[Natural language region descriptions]
····················

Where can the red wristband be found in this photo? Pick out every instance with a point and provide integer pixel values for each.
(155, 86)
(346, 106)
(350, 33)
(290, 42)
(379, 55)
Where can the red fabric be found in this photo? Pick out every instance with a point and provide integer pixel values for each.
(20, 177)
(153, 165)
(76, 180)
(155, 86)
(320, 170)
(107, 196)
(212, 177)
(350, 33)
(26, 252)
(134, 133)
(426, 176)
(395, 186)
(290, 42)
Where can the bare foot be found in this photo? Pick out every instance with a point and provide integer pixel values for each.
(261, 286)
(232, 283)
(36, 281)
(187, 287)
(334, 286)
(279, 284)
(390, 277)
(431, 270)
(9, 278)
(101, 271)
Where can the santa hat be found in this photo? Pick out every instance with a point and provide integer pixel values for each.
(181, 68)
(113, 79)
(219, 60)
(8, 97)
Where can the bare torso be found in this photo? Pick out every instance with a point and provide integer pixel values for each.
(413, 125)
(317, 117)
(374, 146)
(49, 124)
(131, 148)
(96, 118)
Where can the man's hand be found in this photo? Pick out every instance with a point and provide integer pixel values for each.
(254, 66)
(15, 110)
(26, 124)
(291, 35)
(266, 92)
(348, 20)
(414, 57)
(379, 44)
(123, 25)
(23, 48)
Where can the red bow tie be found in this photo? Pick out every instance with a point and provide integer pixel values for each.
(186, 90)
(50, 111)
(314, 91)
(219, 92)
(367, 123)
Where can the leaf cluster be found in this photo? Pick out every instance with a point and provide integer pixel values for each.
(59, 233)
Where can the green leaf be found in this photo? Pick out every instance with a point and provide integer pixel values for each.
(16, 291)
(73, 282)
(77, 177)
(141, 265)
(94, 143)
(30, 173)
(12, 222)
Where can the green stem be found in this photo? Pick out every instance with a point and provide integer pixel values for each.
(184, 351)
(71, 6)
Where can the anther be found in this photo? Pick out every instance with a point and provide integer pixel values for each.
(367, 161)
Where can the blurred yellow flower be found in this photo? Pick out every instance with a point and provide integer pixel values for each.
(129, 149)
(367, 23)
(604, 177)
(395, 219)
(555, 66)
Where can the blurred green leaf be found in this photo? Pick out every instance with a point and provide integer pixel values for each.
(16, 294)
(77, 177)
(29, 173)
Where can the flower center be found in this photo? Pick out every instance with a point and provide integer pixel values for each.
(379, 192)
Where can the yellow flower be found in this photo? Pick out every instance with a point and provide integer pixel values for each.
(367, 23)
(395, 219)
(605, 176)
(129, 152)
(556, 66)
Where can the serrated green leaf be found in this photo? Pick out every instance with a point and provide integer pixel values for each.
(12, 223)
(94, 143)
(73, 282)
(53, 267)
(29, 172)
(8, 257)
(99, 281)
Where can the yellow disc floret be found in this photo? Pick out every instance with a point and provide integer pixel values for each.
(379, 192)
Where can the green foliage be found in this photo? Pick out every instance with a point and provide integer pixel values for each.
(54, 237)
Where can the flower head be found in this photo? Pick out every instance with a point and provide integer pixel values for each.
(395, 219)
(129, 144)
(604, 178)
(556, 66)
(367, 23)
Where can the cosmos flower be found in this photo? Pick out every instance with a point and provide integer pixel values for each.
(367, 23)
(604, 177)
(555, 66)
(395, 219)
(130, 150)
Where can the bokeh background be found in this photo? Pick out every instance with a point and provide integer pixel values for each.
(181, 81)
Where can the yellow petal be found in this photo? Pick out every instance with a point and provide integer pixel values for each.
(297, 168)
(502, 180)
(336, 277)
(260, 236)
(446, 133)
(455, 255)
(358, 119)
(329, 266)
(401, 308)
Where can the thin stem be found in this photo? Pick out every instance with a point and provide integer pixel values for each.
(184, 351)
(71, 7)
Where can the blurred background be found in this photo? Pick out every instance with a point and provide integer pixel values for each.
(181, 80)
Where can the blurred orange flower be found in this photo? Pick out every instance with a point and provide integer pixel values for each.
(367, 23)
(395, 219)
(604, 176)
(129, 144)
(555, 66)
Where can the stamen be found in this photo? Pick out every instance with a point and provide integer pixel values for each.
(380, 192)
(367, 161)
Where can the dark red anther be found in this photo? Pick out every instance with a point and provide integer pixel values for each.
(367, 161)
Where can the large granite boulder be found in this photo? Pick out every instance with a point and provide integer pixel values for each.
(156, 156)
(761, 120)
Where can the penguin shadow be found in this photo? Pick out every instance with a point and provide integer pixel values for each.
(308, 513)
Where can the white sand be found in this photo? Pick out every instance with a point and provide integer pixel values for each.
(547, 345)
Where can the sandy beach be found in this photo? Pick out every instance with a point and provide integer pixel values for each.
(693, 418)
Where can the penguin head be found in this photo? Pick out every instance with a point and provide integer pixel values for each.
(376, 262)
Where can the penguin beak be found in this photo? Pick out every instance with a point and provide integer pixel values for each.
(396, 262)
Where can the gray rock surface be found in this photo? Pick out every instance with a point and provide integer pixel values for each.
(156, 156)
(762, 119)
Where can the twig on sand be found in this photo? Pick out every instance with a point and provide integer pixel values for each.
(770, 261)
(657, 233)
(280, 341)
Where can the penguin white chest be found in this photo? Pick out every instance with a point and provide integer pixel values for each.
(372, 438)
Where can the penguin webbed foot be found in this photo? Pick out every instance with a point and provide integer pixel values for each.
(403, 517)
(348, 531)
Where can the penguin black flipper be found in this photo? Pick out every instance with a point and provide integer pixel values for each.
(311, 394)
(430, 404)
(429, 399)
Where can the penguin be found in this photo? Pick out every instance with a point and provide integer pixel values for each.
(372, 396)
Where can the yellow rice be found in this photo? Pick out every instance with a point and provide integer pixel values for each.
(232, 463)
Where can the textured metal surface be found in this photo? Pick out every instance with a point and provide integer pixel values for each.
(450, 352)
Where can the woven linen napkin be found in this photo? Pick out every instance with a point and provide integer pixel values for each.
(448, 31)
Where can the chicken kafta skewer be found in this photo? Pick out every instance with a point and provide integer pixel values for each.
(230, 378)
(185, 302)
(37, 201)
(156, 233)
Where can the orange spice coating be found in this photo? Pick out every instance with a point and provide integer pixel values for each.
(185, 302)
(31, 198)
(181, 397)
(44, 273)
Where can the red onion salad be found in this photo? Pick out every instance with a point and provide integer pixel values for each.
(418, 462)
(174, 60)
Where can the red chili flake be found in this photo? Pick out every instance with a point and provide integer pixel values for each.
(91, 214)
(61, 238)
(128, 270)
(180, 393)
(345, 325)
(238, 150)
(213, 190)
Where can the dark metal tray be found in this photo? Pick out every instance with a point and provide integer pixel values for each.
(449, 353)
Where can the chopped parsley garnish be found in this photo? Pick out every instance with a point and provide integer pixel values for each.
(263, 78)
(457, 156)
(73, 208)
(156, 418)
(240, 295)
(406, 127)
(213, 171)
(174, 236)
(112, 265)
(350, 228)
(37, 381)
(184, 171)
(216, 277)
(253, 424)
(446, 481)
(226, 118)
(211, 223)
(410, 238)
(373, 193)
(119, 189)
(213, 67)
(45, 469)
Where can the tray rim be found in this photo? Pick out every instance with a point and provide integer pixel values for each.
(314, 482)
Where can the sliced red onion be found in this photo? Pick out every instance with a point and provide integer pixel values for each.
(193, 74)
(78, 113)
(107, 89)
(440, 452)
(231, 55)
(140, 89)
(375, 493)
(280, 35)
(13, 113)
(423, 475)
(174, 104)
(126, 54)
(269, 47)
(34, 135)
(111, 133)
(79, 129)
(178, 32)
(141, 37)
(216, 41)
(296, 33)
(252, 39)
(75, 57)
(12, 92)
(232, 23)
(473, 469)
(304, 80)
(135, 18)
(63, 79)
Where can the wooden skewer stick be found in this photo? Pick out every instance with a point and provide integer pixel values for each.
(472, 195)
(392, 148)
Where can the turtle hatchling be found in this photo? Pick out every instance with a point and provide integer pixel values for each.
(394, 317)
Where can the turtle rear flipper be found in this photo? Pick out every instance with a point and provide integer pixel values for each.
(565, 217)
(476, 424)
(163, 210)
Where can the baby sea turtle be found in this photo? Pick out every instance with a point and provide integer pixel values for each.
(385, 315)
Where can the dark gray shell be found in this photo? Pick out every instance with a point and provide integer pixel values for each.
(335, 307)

····················

**EXERCISE GOAL**
Beginning with the line that has "Where can the red chili", set down every line of the entries above through the final one, unchanged.

**ANSWER FOR THE TASK**
Where can the red chili flake be found in this photo? Pick out every instance with a point and provide integer pixel values for each.
(91, 214)
(61, 238)
(128, 270)
(180, 393)
(345, 325)
(238, 150)
(213, 190)
Where can the dark metal tray be found in this photo? Pick out every instance with a point and provide integer pixel values for each.
(449, 353)
Where can the chopped parsley garnish be found in this photo? Pick out every instance with a point and provide integer pixel values for each.
(263, 78)
(457, 156)
(73, 208)
(156, 418)
(240, 295)
(406, 127)
(213, 171)
(174, 236)
(112, 265)
(350, 228)
(37, 381)
(184, 171)
(216, 277)
(253, 424)
(446, 481)
(226, 118)
(211, 223)
(410, 238)
(373, 193)
(119, 189)
(213, 67)
(45, 469)
Where can the tray rim be found in this photo? Pick out every instance with a point and provide integer pixel values for each.
(314, 482)
Where can the sliced red onion be found in this photo? Pick out every instance with a point and provide integer pixel values for each.
(193, 74)
(78, 113)
(107, 89)
(440, 452)
(231, 55)
(140, 89)
(375, 493)
(280, 35)
(13, 113)
(423, 475)
(174, 104)
(126, 54)
(269, 47)
(34, 135)
(111, 133)
(79, 129)
(178, 32)
(141, 37)
(216, 41)
(296, 33)
(252, 39)
(75, 57)
(12, 92)
(232, 23)
(473, 469)
(304, 80)
(135, 18)
(63, 79)
Where can the wooden skewer stick be found in this photo? Pick out every instance with a point and provide integer pixel values for each.
(472, 195)
(392, 148)
Where can the turtle hatchling be found in this photo? Pick out every instance with a point and provide integer pixel values for each.
(394, 317)
Where can the turtle rear flipper be found in this photo? Pick out every instance with a point and provide integer pixel values for each.
(565, 217)
(476, 424)
(163, 210)
Where can the baby sea turtle be found in this photo? Pick out every instance with a point and provide integer pixel values for each.
(385, 315)
Where can the dark gray shell be found in this photo? Pick out every instance with a point and provide integer pixel values for each.
(335, 307)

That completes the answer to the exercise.